Can you retype, unchanged, the lines below from the one with "In this exercise you will indicate the white" up to and including the one with "point(643, 155)"?
──────── EXERCISE MATERIALS ────────
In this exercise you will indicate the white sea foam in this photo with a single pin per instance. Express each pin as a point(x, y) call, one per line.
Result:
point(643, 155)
────────
──────── EXERCISE MATERIALS ────────
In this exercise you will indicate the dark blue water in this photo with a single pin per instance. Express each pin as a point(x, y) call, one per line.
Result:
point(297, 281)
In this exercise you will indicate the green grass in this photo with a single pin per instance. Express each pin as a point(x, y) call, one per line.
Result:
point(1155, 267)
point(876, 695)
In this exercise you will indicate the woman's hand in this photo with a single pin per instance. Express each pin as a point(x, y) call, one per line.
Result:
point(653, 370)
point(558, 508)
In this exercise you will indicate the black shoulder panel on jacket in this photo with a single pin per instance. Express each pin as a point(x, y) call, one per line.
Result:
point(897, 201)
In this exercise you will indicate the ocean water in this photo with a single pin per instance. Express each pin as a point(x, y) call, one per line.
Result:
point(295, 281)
────────
──────── EXERCISE MATERIALS ────────
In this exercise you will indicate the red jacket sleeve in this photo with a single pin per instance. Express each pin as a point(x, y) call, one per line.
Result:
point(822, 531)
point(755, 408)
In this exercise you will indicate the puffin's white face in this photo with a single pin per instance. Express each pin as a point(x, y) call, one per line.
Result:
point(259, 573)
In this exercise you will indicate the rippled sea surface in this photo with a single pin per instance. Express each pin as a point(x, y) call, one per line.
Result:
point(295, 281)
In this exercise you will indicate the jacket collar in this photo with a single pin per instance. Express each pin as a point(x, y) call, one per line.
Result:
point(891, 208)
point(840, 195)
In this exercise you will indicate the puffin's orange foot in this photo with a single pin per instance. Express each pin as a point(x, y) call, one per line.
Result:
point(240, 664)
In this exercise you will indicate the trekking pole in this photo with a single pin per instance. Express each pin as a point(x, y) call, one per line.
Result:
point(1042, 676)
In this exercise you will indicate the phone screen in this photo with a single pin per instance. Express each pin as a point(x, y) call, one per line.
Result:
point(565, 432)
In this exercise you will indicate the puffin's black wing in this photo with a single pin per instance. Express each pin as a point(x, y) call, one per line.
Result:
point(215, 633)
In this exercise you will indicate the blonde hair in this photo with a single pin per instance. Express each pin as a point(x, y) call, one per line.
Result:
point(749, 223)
────────
RESULT FOR THIS TASK:
In this exercise you will indicate the white sea foam in this photo with a single pin per instance. Express each pin as a point(x, y) call, one per line.
Result:
point(643, 155)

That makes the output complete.